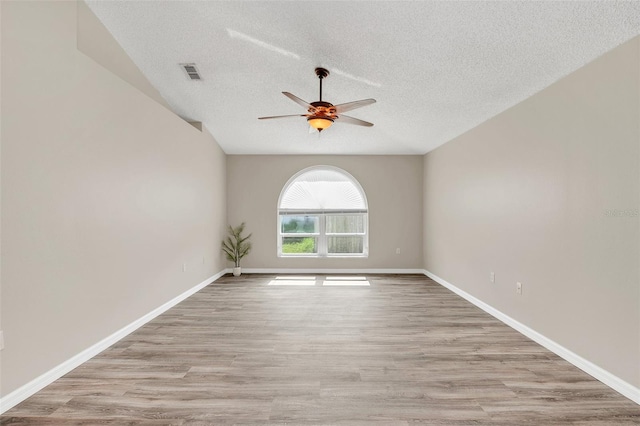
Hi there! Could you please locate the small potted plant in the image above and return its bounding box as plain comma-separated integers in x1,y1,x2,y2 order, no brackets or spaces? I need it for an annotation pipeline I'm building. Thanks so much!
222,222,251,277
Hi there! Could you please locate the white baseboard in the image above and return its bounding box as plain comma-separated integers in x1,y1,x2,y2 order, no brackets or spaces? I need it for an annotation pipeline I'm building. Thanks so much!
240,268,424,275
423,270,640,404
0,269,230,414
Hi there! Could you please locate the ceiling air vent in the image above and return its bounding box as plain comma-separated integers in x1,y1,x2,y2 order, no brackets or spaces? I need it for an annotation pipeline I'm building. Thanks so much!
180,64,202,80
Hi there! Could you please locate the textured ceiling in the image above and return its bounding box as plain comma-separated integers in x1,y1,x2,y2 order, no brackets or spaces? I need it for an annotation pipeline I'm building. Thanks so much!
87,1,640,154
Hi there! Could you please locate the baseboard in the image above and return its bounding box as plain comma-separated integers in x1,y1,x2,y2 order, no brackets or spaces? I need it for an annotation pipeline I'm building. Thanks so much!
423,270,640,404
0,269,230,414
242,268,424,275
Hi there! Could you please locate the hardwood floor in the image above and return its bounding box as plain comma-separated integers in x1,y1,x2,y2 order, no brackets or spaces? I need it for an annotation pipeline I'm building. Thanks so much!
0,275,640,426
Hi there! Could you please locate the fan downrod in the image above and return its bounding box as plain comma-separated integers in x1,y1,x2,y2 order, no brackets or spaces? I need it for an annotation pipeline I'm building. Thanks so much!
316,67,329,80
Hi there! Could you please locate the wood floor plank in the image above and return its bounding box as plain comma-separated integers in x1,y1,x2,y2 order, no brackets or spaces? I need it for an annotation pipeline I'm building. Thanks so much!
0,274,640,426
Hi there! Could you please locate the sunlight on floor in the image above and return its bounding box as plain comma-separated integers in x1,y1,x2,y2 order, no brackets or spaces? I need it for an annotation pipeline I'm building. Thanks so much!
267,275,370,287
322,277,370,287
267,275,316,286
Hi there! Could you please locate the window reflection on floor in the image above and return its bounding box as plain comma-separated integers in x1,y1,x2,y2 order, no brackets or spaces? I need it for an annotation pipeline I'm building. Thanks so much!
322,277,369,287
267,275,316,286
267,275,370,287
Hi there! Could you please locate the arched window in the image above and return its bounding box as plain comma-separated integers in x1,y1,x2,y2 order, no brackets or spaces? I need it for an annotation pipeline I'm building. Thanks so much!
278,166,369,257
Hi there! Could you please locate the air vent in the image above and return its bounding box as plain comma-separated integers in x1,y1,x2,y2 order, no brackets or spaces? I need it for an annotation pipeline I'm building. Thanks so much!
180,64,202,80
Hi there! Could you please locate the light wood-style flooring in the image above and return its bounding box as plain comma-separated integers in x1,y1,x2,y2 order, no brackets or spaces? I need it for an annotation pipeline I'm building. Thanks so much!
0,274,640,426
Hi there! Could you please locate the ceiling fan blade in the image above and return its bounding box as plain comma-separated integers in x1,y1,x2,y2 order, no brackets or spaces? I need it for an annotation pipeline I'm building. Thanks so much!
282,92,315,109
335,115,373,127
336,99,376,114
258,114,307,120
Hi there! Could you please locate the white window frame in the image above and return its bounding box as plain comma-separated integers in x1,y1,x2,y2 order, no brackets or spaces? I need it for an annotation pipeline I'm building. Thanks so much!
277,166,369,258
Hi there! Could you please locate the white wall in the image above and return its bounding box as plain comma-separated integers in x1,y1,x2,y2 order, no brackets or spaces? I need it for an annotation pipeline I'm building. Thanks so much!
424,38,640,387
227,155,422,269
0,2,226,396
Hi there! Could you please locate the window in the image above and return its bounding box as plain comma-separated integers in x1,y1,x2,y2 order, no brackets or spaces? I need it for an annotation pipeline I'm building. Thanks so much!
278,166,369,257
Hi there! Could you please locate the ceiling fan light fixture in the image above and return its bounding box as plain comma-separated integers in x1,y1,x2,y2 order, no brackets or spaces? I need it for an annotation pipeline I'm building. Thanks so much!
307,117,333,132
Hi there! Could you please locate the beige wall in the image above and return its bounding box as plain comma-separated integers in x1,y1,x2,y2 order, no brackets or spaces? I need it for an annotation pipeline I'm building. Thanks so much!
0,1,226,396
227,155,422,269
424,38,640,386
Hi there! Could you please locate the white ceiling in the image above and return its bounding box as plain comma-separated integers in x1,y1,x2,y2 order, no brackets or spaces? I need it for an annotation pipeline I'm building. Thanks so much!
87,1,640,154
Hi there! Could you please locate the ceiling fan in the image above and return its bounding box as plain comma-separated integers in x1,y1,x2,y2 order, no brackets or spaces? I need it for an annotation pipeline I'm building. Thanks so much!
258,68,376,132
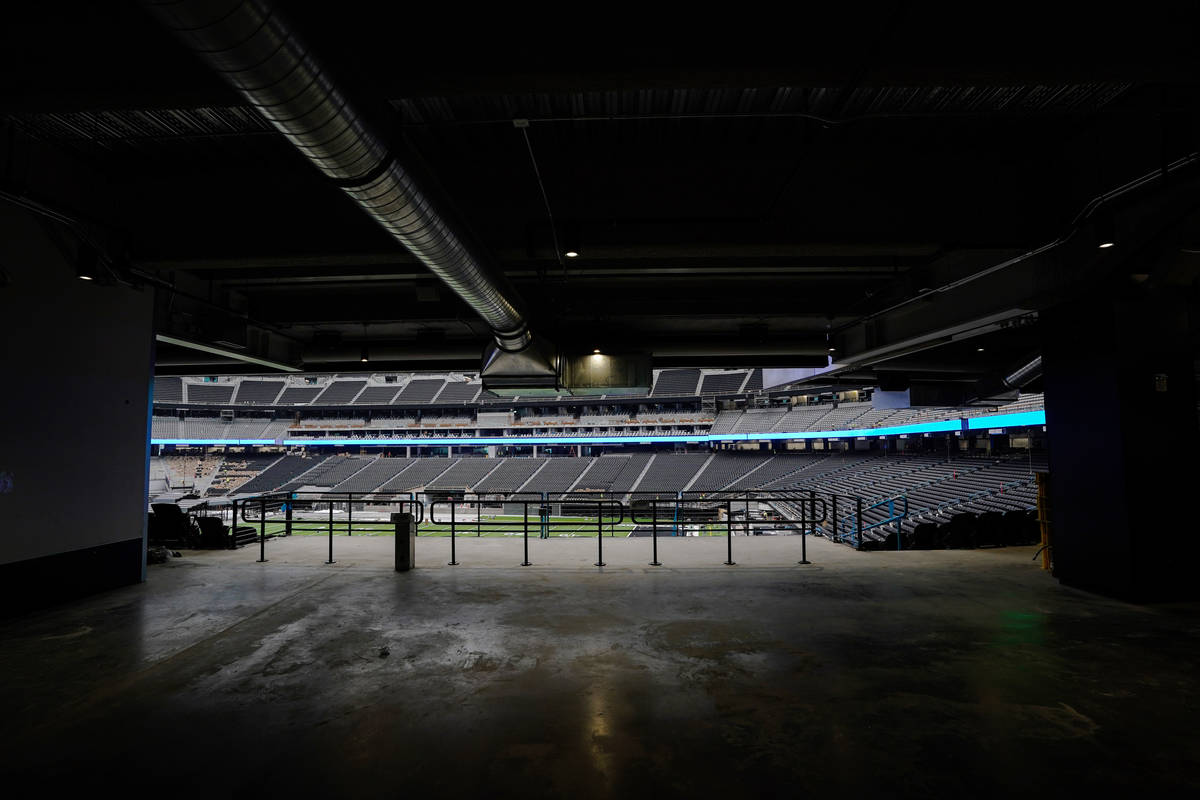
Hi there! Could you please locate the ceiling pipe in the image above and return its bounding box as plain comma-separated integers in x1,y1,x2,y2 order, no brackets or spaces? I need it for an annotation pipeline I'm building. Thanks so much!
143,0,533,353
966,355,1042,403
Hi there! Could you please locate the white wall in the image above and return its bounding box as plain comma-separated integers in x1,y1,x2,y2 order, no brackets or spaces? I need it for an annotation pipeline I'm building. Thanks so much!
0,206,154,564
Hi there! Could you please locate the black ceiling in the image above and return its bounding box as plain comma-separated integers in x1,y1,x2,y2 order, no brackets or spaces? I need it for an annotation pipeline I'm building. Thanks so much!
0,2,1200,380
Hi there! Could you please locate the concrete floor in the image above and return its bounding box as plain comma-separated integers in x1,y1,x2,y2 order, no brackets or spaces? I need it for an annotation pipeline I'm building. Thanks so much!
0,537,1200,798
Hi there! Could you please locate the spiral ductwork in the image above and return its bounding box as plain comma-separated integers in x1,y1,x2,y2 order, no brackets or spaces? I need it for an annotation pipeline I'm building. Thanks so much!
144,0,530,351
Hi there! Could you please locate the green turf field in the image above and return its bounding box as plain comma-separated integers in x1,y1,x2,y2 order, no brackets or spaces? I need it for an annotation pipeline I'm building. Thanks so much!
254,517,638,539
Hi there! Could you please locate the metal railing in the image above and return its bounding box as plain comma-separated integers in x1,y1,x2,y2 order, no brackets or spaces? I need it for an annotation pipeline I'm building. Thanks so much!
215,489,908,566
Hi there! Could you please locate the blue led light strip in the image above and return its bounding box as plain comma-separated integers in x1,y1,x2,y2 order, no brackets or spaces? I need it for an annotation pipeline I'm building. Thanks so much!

• Task objective
Turn all of the records above into a JSON list of strings, with one string for each line and no blank lines. Leave the pictures out.

• Exercise response
[
  "Hi there! Could you please locate the small potted plant in the image above and return its bounding box as plain comma-separated integers in x1,y1,x2,y2 order, no brackets or spaces? I need it for an annotation pipeline I'm building. Thanks so much!",
  "222,222,251,277",
  "Hi there! Could you please locate the white baseboard in the image above and return its bounding box as plain comma-separated integers in x1,y1,x2,y2 order, no brackets or spaces? I need it for an annotation pipeline I'm building. Thanks so much!",
  "240,268,424,275",
  "423,270,640,404",
  "0,269,230,414",
  "Hi there! Could you please locate the ceiling air vent in the image above and return its bounding box as plain comma-separated integers in x1,y1,x2,y2 order, no brackets or spaces? I need it for an annotation pipeline I'm building. Thanks so much!",
  "180,64,202,80",
  "Hi there! Could you please locate the textured ceiling in the image above and return its bounding box as plain comma-separated integers in x1,y1,x2,y2 order, no brackets or spaces? I need it for an annotation pipeline I'm building. Thanks so much!",
  "87,1,640,154",
  "Hi there! Could you please locate the baseboard in the image above and return its bounding box as plain comma-separated integers in x1,y1,x2,y2 order, no brackets or spaces? I need it for an annotation pipeline I'm building. Thanks so much!",
  "423,270,640,404",
  "0,269,230,414",
  "242,268,424,275",
  "Hi there! Could you please locate the hardwood floor in the image above and return its bounding box as plain comma-separated integers in x1,y1,x2,y2 order, no brackets or spaces? I need it for an annotation pipeline I'm building. Thanks so much!",
  "0,275,640,426",
  "Hi there! Could you please locate the fan downrod in the image above and return its bounding box as plain comma-separated integers in x1,y1,x2,y2 order, no brackets or spaces? I need it for an annotation pipeline I'm building. Thanks so much!",
  "316,67,329,80",
  "Hi there! Could you please locate the wood floor plank in the image above and return its bounding box as plain comma-separated integers in x1,y1,x2,y2 order, no brackets or spaces? I need it for an annotation pipeline I'm building. Thanks so much!",
  "0,274,640,426",
  "Hi there! Could you please locate the sunlight on floor in the image above and return its bounding box as plain comma-separated integers in x1,y1,x2,y2 order, no brackets or spaces? I need it for an annotation pipeline I'm building. Thanks so much!",
  "267,275,370,287",
  "322,277,370,287",
  "267,275,316,286",
  "Hi there! Could you please locate the window reflection on floor in the image above and return its bounding box as plain comma-separated integers in x1,y1,x2,y2 order, no brackets or spaces? I need it for an annotation pipeline I'm building. Thanks so much!",
  "322,277,369,287",
  "267,275,316,286",
  "267,275,370,287",
  "Hi there! Could you please locate the arched window in the image above and return its bounding box as plain comma-separated integers in x1,y1,x2,y2 order, no brackets or spaces? I need it for an annotation pipeline I'm building. Thanks so much!",
  "278,166,369,257",
  "Hi there! Could you please locate the air vent in the image above and return its bounding box as plain comma-separated integers in x1,y1,x2,y2 order, no brackets or spaces? I need it for an annotation pipeline I'm building. Thanks so much!",
  "180,64,202,80",
  "Hi there! Could you please locate the light wood-style flooring in the image above and return its bounding box as plain comma-separated integers in x1,y1,x2,y2 order, no brackets or spaces? I need it for an annotation pipeline I'm building. Thanks so much!",
  "0,274,640,426",
  "Hi there! Could you please locate the ceiling fan blade in the image above and return its bounding box as plain comma-separated integers in x1,y1,x2,y2 order, no brackets or spaces? I need it for an annotation pipeline I'm building. Thanks so much!",
  "282,92,315,109",
  "335,115,373,127",
  "336,99,376,114",
  "258,114,307,120",
  "Hi there! Could you please locate the white window frame in the image above and return its bounding box as plain comma-separated integers in x1,y1,x2,y2 order, no brackets or spaces? I need it for an annotation pipeline I'm building. Thanks so much!",
  "277,166,369,258",
  "Hi there! Could you please locate the white wall in the image above and return its bounding box as plain comma-separated integers in x1,y1,x2,y2 order, no brackets or spaces? I need it for an annotation pipeline I'm building. Thanks so much!",
  "424,38,640,387",
  "227,155,422,269",
  "0,2,226,396",
  "Hi there! Could you please locate the window in the image above and return its bounding box as plain comma-separated integers in x1,y1,x2,y2 order, no brackets or spaces? I need it for an annotation pipeline I'm building. Thanks so much!",
  "278,166,369,257",
  "Hi there! Could you please locate the ceiling fan light fixture in the image above and return its bounding box as plain comma-separated integers in x1,y1,x2,y2 order, no brackets or spaces? I need it for an annotation pipeline I'm building. Thanks so much!",
  "307,117,333,132",
  "Hi there! Could you please locate the beige wall in the image above and return its bounding box as plain comma-separated integers in x1,y1,x2,y2 order, no brackets or spaces? I need it for an annotation pipeline I'm building. Thanks so much!",
  "0,1,226,396",
  "227,155,422,269",
  "424,38,640,386",
  "Hi there! Could you please locate the white ceiling in the image above and return its bounding box as plain comma-separated integers in x1,y1,x2,y2 order, no brackets or spaces? I need it for an annotation pipeline I'm building. Thanks so much!",
  "87,1,640,154",
  "Hi there! Could you please locate the ceiling fan in the image above and return its bounding box as plain comma-separated integers in x1,y1,x2,y2 order, no brackets or spaces? I need it for an annotation pipeline I'm building. Thanks so much!",
  "258,68,376,132",
  "Hi there! Could you please locate the ceiling pipe in the image above and return its bounding box as plain comma-separated integers in x1,y1,x2,y2 order, no brackets or spaces? I need it for an annotation pipeline I'm building. Thanks so much!",
  "143,0,533,353",
  "966,355,1042,403",
  "Hi there! Could you please locate the white wall in the image above and return its bounding box as plain comma-separated integers in x1,y1,x2,y2 order, no brackets or spaces? I need it for an annotation pipeline I'm building. Thanks so much!",
  "0,206,154,564",
  "Hi there! Could you please locate the black ceiling in the image above and return its bounding box as plain comma-separated integers in x1,y1,x2,y2 order, no brackets or spaces? I need it for an annotation pipeline I'm building. Thanks so much!",
  "0,2,1200,380",
  "Hi there! Could you please locate the concrete floor in the image above and return its bounding box as plain comma-separated integers in x1,y1,x2,y2 order, no brackets or spaces? I need it for an annotation pipeline I'm building. Thanks so much!",
  "0,537,1200,798",
  "Hi there! Could you please locate the spiral ductwork in the image above and return its bounding box as plain comma-separated integers in x1,y1,x2,y2 order, no brackets or spaces? I need it for an annotation pipeline I'm building. Thanks so much!",
  "144,0,530,351",
  "Hi there! Could you please locate the green turf field in the image above and return its bounding box as plain comma-separated integers in x1,y1,x2,y2 order, no brackets or spaces? I need it for an annotation pipeline I'm building. Thanks so much!",
  "254,517,638,539",
  "Hi there! Could you please locate the metal railing in the image above and return its bounding box as plain comma-separated integers in x1,y1,x2,y2 order, no brackets or spaces? I need it for an annotation pipeline I'm building. Thanks so much!",
  "215,489,908,566",
  "Hi there! Could you please locate the blue led light strip in the image above and return its bounding box as plain comma-separated integers in x1,y1,x2,y2 order, no brackets or spaces? I need it for an annotation pipeline I'm building. Thanks so much!"
]